▶ Aim of the task
Retype the material below. Keep every word exactly as it is.

▶ Material for this task
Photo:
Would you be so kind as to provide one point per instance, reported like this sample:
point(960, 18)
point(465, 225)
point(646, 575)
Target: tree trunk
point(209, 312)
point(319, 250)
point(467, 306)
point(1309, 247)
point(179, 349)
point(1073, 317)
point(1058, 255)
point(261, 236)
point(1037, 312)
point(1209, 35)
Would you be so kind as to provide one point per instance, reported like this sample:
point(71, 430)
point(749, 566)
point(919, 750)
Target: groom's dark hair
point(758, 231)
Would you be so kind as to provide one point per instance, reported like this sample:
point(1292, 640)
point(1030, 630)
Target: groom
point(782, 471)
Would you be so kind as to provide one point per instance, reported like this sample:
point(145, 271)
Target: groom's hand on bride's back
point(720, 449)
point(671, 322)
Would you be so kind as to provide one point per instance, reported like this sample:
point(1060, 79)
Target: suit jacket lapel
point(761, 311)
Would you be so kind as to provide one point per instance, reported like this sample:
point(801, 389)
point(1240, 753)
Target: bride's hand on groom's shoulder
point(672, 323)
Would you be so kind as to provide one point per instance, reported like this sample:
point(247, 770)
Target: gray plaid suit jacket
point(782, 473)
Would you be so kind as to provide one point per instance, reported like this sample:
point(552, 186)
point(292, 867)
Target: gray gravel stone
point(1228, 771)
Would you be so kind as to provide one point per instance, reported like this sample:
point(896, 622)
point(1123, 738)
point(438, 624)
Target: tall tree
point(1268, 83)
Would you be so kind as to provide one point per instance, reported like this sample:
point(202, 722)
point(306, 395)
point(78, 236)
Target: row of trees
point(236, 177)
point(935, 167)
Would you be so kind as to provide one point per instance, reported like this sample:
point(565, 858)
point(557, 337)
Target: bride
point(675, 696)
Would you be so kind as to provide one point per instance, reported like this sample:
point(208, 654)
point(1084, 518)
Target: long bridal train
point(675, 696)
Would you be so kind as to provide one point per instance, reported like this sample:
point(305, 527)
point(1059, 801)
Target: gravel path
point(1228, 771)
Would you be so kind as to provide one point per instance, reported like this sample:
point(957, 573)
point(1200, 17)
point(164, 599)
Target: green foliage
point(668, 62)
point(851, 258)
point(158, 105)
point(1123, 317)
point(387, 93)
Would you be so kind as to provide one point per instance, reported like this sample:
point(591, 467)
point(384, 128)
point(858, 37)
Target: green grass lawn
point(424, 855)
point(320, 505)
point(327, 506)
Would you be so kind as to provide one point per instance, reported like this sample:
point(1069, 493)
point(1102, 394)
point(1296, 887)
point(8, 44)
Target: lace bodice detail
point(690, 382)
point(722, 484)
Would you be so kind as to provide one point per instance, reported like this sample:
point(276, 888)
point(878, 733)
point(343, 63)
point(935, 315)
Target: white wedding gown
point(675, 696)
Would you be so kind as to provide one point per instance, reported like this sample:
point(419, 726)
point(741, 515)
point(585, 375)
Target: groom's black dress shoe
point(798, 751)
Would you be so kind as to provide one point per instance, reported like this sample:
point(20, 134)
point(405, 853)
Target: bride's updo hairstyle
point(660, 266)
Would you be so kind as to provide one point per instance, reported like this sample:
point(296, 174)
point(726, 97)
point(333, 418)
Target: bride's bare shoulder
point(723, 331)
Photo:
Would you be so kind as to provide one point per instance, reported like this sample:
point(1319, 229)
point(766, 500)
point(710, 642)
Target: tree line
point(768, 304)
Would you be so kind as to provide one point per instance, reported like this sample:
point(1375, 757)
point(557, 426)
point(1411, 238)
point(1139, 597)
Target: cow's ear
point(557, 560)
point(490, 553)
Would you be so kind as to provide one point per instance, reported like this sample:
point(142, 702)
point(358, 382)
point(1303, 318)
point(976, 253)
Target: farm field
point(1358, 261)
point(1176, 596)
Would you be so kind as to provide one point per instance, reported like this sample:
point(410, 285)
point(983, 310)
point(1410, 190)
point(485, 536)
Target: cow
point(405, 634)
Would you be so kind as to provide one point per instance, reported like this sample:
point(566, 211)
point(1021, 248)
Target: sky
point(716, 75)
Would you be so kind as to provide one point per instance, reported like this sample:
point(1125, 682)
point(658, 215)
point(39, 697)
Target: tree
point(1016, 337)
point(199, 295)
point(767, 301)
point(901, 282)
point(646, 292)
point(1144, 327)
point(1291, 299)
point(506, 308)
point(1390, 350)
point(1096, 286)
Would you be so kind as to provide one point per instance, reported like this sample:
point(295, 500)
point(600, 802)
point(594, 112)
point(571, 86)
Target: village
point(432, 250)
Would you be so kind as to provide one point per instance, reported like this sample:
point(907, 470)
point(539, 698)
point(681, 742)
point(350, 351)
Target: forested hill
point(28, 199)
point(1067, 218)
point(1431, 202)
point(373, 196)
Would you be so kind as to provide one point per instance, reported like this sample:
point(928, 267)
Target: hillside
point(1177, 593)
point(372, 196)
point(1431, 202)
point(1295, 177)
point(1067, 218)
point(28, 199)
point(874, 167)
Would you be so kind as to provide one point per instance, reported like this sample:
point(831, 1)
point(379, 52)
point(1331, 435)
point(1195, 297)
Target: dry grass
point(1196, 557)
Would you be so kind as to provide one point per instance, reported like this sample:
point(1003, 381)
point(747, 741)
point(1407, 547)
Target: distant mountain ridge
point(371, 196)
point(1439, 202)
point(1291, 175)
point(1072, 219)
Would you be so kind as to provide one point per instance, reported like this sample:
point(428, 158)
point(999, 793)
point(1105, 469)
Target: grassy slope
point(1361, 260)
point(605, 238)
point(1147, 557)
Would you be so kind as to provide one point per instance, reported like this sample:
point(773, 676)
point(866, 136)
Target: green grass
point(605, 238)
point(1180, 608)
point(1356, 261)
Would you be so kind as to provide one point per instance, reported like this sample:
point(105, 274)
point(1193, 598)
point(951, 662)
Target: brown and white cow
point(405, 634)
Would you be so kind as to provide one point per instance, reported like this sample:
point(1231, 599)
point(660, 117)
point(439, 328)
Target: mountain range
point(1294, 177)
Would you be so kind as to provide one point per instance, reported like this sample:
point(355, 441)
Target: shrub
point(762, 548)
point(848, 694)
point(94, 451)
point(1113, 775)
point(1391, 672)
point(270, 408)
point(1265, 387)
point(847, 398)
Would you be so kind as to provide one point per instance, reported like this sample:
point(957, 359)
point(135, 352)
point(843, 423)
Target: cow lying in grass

▶ Task response
Photo:
Would you be so kind as to provide one point per instance, reported like this sample:
point(960, 18)
point(465, 225)
point(646, 575)
Target: tree trunk
point(209, 312)
point(319, 250)
point(467, 306)
point(1309, 247)
point(179, 349)
point(1073, 317)
point(1058, 255)
point(261, 236)
point(1037, 312)
point(1209, 35)
Would you be so kind as to provide one point per instance, reported like this sample:
point(71, 430)
point(749, 566)
point(919, 750)
Target: groom's dark hair
point(758, 231)
Would you be so kind as to provide one point per instance, reported like this sample:
point(1292, 640)
point(1030, 630)
Target: groom
point(782, 471)
Would you be so kind as to provide one point per instance, reported like this sample:
point(145, 271)
Target: groom's hand on bride's back
point(720, 449)
point(671, 322)
Would you be so kind as to provide one point per instance, reported like this sample:
point(1060, 79)
Target: suit jacket lapel
point(761, 311)
Would you be so kind as to provide one point per instance, reported like this sample:
point(801, 389)
point(1240, 753)
Target: bride's hand on groom's shoulder
point(672, 323)
Would you be so kind as to provide one point per instance, reported like this sample:
point(247, 770)
Target: gray plaid suit jacket
point(782, 473)
Would you be so kind as to provide one point per instance, reported like this sample:
point(552, 186)
point(292, 867)
Target: gray gravel stone
point(1228, 771)
Would you be so kind as to provide one point per instance, reported like this sample:
point(896, 622)
point(1123, 738)
point(438, 624)
Target: tall tree
point(1268, 83)
Would you be so kind as to provide one point per instance, reported like this sample:
point(202, 722)
point(306, 395)
point(78, 236)
Target: row of trees
point(236, 177)
point(935, 167)
Would you be so kind as to provide one point per instance, reported like this sample:
point(565, 858)
point(557, 337)
Target: bride
point(675, 696)
Would you be so kind as to provide one point per instance, reported like this sample:
point(208, 654)
point(1084, 518)
Target: long bridal train
point(675, 696)
Would you be so kind as to provide one point per instance, reported like this sample:
point(305, 527)
point(1059, 801)
Target: gravel path
point(1228, 771)
Would you be so kind as to provide one point per instance, reported like this sample:
point(957, 573)
point(1200, 17)
point(164, 599)
Target: green foliage
point(668, 62)
point(851, 258)
point(158, 105)
point(1123, 317)
point(387, 93)
Would you be so kind as to provide one point per instance, reported like this sample:
point(591, 467)
point(384, 128)
point(858, 37)
Target: green grass lawn
point(424, 855)
point(320, 505)
point(327, 506)
Would you be so kind as to provide one point per instance, reported like this sample:
point(1069, 493)
point(1102, 394)
point(1296, 887)
point(8, 44)
Target: lace bodice detail
point(690, 382)
point(722, 484)
Would you be so kind as to provide one point per instance, reported like this sample:
point(276, 888)
point(878, 733)
point(343, 63)
point(935, 315)
Target: white wedding gown
point(675, 696)
Would you be so kind as to provide one point per instance, reported like this sample:
point(419, 726)
point(741, 515)
point(585, 375)
Target: groom's black dress shoe
point(798, 751)
Would you be so kind as to provide one point per instance, reported like this sample:
point(20, 134)
point(405, 853)
Target: bride's updo hairstyle
point(660, 266)
Would you be so kind as to provide one point per instance, reported like this sample:
point(296, 174)
point(726, 97)
point(333, 418)
Target: bride's bare shoulder
point(723, 331)
Photo:
Would you be so kind as to provide one point per instance, reported like this sample:
point(1319, 229)
point(766, 500)
point(710, 642)
Target: tree line
point(768, 304)
Would you be so kind as to provide one point per instance, reported like this sample:
point(1375, 757)
point(557, 426)
point(1411, 238)
point(1139, 597)
Target: cow's ear
point(557, 560)
point(490, 553)
Would you be so kind as to provide one point per instance, reported like this sample:
point(142, 702)
point(358, 382)
point(1303, 318)
point(976, 253)
Target: farm field
point(1358, 261)
point(1176, 596)
Would you be so kind as to provide one point per instance, reported like this sample:
point(410, 285)
point(983, 310)
point(1410, 190)
point(485, 536)
Target: cow
point(405, 634)
Would you be so kind as to provide one point per instance, reported like this sample:
point(566, 211)
point(1021, 248)
Target: sky
point(716, 75)
Would you be so kind as to provide one point per instance, reported like this sample:
point(1125, 682)
point(658, 215)
point(39, 697)
Target: tree
point(1016, 337)
point(199, 295)
point(767, 301)
point(901, 282)
point(646, 292)
point(1144, 327)
point(1291, 299)
point(506, 308)
point(1390, 350)
point(1096, 286)
Would you be so kind as to provide one point per instance, reported like this sample:
point(295, 500)
point(600, 802)
point(594, 112)
point(571, 86)
Target: village
point(432, 250)
Would you be so kind as to provide one point per instance, reported like this sample:
point(907, 470)
point(539, 698)
point(681, 742)
point(350, 351)
Target: forested hill
point(28, 199)
point(1067, 218)
point(1431, 202)
point(373, 196)
Would you be so kind as to provide one point per instance, reported like this sample:
point(928, 267)
Target: hillside
point(1177, 593)
point(372, 196)
point(1431, 202)
point(1295, 177)
point(1067, 218)
point(28, 199)
point(874, 167)
Would you be so kind as to provide one point per instance, reported like this sample:
point(831, 1)
point(379, 52)
point(1331, 435)
point(1195, 297)
Target: dry grass
point(1196, 557)
Would you be so kind as to provide one point per instance, reported like this sample:
point(1003, 381)
point(747, 741)
point(1407, 547)
Target: distant mountain ridge
point(371, 196)
point(1439, 202)
point(1291, 175)
point(1072, 219)
Would you be so kind as to provide one point per instance, reported like this sample:
point(428, 158)
point(999, 793)
point(1105, 469)
Target: grassy slope
point(1361, 260)
point(605, 238)
point(1147, 557)
Would you be so kind as to provide one point per instance, reported like this sample:
point(773, 676)
point(866, 136)
Target: green grass
point(605, 238)
point(1180, 608)
point(1356, 261)
Would you be so kind as to provide one point per instance, reported like this sample:
point(105, 274)
point(1193, 598)
point(951, 662)
Target: brown and white cow
point(405, 634)
Would you be so kind as to provide one point per instance, reported like this sample:
point(1231, 599)
point(660, 117)
point(439, 328)
Target: mountain range
point(1294, 177)
Would you be so kind as to provide one point per instance, reported like this sample:
point(355, 441)
Target: shrub
point(762, 548)
point(848, 694)
point(94, 451)
point(1113, 775)
point(1391, 672)
point(270, 408)
point(1265, 387)
point(847, 398)
Would you be so kind as to provide one point per instance, reported like this sample:
point(957, 359)
point(135, 352)
point(843, 423)
Target: cow lying in grass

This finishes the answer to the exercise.